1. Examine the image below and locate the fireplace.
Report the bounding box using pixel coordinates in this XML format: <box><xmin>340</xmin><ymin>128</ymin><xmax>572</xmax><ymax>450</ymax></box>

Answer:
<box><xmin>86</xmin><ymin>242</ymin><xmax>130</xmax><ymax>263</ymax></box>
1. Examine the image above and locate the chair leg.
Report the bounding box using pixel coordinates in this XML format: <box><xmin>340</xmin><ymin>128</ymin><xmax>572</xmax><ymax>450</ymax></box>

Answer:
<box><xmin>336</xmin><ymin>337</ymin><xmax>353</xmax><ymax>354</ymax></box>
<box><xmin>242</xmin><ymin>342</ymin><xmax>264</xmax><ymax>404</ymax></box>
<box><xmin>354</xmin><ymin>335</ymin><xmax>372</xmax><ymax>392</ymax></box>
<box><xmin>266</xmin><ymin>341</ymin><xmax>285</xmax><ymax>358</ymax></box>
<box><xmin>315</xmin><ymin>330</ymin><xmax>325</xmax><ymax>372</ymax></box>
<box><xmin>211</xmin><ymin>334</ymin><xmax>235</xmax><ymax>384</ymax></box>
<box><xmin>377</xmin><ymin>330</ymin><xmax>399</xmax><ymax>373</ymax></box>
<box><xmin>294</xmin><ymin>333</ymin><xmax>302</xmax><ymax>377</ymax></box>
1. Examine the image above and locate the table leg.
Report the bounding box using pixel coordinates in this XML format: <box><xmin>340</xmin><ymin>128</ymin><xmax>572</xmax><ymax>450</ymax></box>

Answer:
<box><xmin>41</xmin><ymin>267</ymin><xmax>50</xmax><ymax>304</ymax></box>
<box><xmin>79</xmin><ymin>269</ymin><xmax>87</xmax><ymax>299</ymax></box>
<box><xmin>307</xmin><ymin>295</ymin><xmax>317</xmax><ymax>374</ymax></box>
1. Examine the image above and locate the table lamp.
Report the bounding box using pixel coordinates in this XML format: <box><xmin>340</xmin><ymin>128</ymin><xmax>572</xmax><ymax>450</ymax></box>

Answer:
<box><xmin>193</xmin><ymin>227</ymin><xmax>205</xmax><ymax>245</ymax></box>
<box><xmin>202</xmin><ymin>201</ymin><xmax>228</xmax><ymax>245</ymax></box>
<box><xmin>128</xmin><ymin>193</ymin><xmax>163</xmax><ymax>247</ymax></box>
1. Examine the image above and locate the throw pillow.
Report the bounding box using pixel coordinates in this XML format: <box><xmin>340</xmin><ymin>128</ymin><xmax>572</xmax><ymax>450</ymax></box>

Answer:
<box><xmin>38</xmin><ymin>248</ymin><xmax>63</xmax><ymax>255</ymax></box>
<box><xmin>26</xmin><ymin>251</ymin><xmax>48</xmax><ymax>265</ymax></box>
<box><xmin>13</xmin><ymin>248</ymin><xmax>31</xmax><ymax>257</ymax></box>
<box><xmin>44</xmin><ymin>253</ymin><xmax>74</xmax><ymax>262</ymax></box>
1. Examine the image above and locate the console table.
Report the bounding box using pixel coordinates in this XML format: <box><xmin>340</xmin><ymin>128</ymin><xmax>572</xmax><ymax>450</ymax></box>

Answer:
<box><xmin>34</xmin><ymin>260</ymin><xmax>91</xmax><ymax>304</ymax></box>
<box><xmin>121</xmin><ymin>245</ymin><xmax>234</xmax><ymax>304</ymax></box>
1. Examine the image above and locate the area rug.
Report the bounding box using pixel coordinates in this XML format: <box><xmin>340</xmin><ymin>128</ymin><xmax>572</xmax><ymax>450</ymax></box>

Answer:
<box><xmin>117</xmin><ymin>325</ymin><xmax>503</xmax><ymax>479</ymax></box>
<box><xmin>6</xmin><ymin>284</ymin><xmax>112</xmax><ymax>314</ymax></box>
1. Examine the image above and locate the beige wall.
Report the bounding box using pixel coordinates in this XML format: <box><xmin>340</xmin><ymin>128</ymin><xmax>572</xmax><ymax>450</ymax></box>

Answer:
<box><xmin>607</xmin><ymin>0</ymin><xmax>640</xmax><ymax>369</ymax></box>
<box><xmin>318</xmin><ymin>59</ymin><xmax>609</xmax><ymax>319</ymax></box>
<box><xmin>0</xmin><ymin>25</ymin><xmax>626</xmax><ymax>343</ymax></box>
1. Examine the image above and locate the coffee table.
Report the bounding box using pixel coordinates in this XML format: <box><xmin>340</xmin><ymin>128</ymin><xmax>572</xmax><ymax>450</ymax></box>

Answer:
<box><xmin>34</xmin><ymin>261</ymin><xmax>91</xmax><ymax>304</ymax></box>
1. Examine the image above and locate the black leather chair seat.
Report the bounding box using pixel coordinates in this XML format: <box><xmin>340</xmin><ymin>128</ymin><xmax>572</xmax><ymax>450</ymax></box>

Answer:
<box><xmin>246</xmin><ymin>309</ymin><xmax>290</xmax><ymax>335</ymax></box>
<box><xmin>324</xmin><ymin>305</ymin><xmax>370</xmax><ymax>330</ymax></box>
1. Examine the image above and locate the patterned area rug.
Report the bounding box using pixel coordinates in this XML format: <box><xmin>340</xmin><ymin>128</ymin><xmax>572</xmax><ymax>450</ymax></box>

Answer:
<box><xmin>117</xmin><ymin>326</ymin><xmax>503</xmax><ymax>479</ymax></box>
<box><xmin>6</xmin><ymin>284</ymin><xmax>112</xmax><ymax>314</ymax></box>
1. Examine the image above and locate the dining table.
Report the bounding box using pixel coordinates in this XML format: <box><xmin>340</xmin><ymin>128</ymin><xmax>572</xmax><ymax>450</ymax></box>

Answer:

• • • • • • •

WHAT THIS TASK INVOLVES
Line by line, transcribe the material exactly.

ANSWER FOR THE TASK
1. Examine the image below and locate the fireplace.
Report the bounding box using pixel coordinates in this XML format: <box><xmin>340</xmin><ymin>128</ymin><xmax>572</xmax><ymax>450</ymax></box>

Answer:
<box><xmin>86</xmin><ymin>242</ymin><xmax>130</xmax><ymax>263</ymax></box>
1. Examine the image above and locate the chair leg.
Report the bounding box using pixel coordinates in this XML format: <box><xmin>340</xmin><ymin>128</ymin><xmax>572</xmax><ymax>450</ymax></box>

Answer:
<box><xmin>336</xmin><ymin>337</ymin><xmax>353</xmax><ymax>354</ymax></box>
<box><xmin>242</xmin><ymin>342</ymin><xmax>264</xmax><ymax>404</ymax></box>
<box><xmin>354</xmin><ymin>335</ymin><xmax>372</xmax><ymax>392</ymax></box>
<box><xmin>266</xmin><ymin>341</ymin><xmax>285</xmax><ymax>358</ymax></box>
<box><xmin>315</xmin><ymin>330</ymin><xmax>325</xmax><ymax>372</ymax></box>
<box><xmin>211</xmin><ymin>334</ymin><xmax>235</xmax><ymax>384</ymax></box>
<box><xmin>377</xmin><ymin>330</ymin><xmax>399</xmax><ymax>373</ymax></box>
<box><xmin>294</xmin><ymin>333</ymin><xmax>302</xmax><ymax>377</ymax></box>
1. Examine the image above and locate the table leg.
Report the bounding box using pixel coordinates in this XML format: <box><xmin>340</xmin><ymin>128</ymin><xmax>572</xmax><ymax>450</ymax></box>

Answer:
<box><xmin>41</xmin><ymin>267</ymin><xmax>50</xmax><ymax>304</ymax></box>
<box><xmin>79</xmin><ymin>269</ymin><xmax>87</xmax><ymax>299</ymax></box>
<box><xmin>307</xmin><ymin>295</ymin><xmax>317</xmax><ymax>374</ymax></box>
1. Examine the image above and locate the table lamp.
Report the bounding box using pixel coordinates in this XML format: <box><xmin>340</xmin><ymin>128</ymin><xmax>572</xmax><ymax>450</ymax></box>

Answer:
<box><xmin>193</xmin><ymin>227</ymin><xmax>205</xmax><ymax>245</ymax></box>
<box><xmin>202</xmin><ymin>201</ymin><xmax>228</xmax><ymax>245</ymax></box>
<box><xmin>128</xmin><ymin>193</ymin><xmax>163</xmax><ymax>247</ymax></box>
1. Examine the image above and locate the throw pillow.
Report the bounding box using pixel coordinates in this XML format: <box><xmin>340</xmin><ymin>128</ymin><xmax>572</xmax><ymax>450</ymax></box>

Answer:
<box><xmin>38</xmin><ymin>248</ymin><xmax>63</xmax><ymax>255</ymax></box>
<box><xmin>26</xmin><ymin>251</ymin><xmax>48</xmax><ymax>265</ymax></box>
<box><xmin>13</xmin><ymin>248</ymin><xmax>31</xmax><ymax>257</ymax></box>
<box><xmin>44</xmin><ymin>253</ymin><xmax>74</xmax><ymax>262</ymax></box>
1. Examine the image above and locate the console table.
Report the bounding box using pixel coordinates in this XML format: <box><xmin>340</xmin><ymin>128</ymin><xmax>572</xmax><ymax>450</ymax></box>

Answer:
<box><xmin>34</xmin><ymin>260</ymin><xmax>91</xmax><ymax>304</ymax></box>
<box><xmin>121</xmin><ymin>245</ymin><xmax>234</xmax><ymax>304</ymax></box>
1. Examine the image above and locate the area rug.
Report the bounding box using pixel coordinates in this XML format: <box><xmin>340</xmin><ymin>128</ymin><xmax>572</xmax><ymax>450</ymax></box>

Answer:
<box><xmin>117</xmin><ymin>325</ymin><xmax>503</xmax><ymax>479</ymax></box>
<box><xmin>6</xmin><ymin>284</ymin><xmax>112</xmax><ymax>314</ymax></box>
1. Examine the image above and locate the beige wall.
Report the bounding box using pixel coordinates in this XML format: <box><xmin>340</xmin><ymin>128</ymin><xmax>572</xmax><ymax>450</ymax></box>

Answer:
<box><xmin>607</xmin><ymin>0</ymin><xmax>640</xmax><ymax>369</ymax></box>
<box><xmin>318</xmin><ymin>59</ymin><xmax>609</xmax><ymax>319</ymax></box>
<box><xmin>0</xmin><ymin>25</ymin><xmax>626</xmax><ymax>343</ymax></box>
1. Examine the image above and locate the coffee table.
Report the bounding box using pixel coordinates in this XML format: <box><xmin>340</xmin><ymin>128</ymin><xmax>572</xmax><ymax>450</ymax></box>

Answer:
<box><xmin>34</xmin><ymin>261</ymin><xmax>91</xmax><ymax>304</ymax></box>
1. Examine the image above and locate the black leather chair seat.
Report the bounding box using pixel coordinates in this XML format: <box><xmin>340</xmin><ymin>128</ymin><xmax>572</xmax><ymax>450</ymax></box>

Answer:
<box><xmin>246</xmin><ymin>309</ymin><xmax>290</xmax><ymax>335</ymax></box>
<box><xmin>324</xmin><ymin>305</ymin><xmax>370</xmax><ymax>330</ymax></box>
1. Examine the image above and locate the patterned area rug.
Report the bounding box using pixel coordinates in this XML format: <box><xmin>340</xmin><ymin>128</ymin><xmax>572</xmax><ymax>450</ymax></box>

Answer:
<box><xmin>117</xmin><ymin>326</ymin><xmax>503</xmax><ymax>479</ymax></box>
<box><xmin>6</xmin><ymin>284</ymin><xmax>112</xmax><ymax>314</ymax></box>
1. Examine the image above and locate the dining table.
Report the bounding box using pixel coordinates in this XML format: <box><xmin>340</xmin><ymin>128</ymin><xmax>572</xmax><ymax>450</ymax></box>

Answer:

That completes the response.